[Source records]
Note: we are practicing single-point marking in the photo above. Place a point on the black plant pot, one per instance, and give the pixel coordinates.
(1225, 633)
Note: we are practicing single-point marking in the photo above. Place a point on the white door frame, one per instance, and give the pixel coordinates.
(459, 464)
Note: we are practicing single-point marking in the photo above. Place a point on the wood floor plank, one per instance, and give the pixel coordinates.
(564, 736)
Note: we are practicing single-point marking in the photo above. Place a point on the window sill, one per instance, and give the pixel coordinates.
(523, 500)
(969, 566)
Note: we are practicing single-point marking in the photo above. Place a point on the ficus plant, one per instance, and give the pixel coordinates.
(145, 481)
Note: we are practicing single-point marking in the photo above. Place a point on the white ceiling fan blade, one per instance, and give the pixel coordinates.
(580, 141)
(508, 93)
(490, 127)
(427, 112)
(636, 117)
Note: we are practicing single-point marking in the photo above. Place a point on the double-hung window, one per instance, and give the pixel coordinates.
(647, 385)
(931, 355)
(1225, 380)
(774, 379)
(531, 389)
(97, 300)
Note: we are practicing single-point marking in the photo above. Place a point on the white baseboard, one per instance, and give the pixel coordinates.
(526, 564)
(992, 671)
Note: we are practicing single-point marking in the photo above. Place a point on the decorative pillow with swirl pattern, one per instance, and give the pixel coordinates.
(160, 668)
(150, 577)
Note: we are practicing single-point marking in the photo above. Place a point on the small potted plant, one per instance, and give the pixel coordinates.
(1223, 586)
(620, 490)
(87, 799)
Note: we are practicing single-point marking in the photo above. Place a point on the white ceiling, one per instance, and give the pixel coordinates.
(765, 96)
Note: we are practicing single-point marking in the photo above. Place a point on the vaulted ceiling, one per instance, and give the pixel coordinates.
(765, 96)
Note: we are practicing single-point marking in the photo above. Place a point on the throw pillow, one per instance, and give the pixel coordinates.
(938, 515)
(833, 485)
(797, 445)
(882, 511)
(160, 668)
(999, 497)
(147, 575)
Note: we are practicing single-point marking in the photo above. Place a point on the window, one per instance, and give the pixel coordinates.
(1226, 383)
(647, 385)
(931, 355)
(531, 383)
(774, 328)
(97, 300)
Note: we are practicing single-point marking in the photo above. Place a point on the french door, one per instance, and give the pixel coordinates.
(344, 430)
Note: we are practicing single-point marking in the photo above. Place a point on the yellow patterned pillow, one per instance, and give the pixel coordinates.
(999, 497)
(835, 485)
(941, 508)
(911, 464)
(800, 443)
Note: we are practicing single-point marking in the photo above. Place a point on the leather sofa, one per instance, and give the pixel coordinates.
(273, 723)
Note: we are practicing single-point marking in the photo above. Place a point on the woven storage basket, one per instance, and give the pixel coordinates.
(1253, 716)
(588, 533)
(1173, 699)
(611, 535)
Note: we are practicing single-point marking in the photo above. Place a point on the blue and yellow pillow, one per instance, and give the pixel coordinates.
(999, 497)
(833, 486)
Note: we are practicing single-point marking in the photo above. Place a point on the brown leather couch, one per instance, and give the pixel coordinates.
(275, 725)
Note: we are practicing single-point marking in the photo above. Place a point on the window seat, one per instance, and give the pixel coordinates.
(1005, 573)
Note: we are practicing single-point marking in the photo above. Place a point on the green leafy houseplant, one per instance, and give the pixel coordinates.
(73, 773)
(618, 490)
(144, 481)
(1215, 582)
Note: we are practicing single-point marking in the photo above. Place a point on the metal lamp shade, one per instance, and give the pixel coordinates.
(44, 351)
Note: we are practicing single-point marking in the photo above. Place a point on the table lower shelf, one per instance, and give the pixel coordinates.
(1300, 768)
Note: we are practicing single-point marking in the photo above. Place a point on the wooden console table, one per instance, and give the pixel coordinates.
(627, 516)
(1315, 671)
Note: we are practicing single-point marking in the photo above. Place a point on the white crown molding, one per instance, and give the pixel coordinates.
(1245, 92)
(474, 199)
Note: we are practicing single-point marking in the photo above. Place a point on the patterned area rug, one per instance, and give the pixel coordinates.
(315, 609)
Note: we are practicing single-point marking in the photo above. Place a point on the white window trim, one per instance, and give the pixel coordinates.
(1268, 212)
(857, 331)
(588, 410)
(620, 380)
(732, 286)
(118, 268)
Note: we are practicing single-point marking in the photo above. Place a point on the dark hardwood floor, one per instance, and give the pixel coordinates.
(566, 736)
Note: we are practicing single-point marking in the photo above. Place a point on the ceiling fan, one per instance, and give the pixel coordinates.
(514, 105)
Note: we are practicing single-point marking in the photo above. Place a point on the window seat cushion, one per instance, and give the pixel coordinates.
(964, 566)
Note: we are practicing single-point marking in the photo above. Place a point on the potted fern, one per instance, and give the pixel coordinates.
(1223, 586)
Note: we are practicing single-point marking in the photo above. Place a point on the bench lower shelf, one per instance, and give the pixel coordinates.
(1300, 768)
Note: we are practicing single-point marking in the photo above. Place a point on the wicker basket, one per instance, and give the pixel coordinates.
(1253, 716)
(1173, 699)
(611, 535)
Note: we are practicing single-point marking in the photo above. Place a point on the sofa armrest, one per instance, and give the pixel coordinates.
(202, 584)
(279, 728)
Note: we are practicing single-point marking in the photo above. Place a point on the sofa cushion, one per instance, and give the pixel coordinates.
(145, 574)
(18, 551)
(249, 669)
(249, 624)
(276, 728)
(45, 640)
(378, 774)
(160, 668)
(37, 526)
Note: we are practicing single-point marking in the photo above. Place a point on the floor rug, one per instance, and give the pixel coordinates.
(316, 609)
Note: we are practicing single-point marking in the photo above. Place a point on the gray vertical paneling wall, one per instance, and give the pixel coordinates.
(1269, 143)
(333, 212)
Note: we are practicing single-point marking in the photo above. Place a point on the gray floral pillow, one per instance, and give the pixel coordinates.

* [EXERCISE TASK]: Copy the part of the source records that opens with the line containing "on the potted" and runs to the end of the records, both ends included. Keep every request unchanged, and multiply each coordinate in the answers by 1.15, rounding to a whole number with halves rounded up.

* [OUTPUT]:
Note: we are practicing single-point marking in the photo above. Place a point on the potted fern, one per instance, and give the pixel coordinates.
(1406, 674)
Note: we are practicing single-point marking in the photo above. Place a point on the bench lower shelf, one per instance, and give the pixel coordinates.
(1495, 883)
Note: we are practicing single-point marking in the photo above. Place a point on the wicker basket, one per instance, and give the pixel coordinates.
(1441, 823)
(1349, 804)
(703, 615)
Note: we are practicing single-point marking in the photo above. Place a point on the sofa armrest, one per instance, and give the pixel coordinates.
(232, 672)
(321, 837)
Note: we are practicing single-point marking in the photo above. Place a point on the sofa cushion, one per instance, and give the pixel coordinates.
(167, 660)
(21, 634)
(286, 769)
(286, 718)
(317, 837)
(52, 736)
(435, 890)
(184, 768)
(43, 605)
Note: we are practicing single-point marking in the photo above. Place a point on the floor rug, one per instance, and give the pixel coordinates.
(363, 700)
Note: we are practicing single-point marking in the photo above. Place a point on the gray vertical paneling wall, one per instance, and give the pixel coordinates.
(1459, 164)
(383, 244)
Note: we are practicing single-point marking in the photo above. Place a point on the gray floral pillow, one per instance, and give the pixel coordinates.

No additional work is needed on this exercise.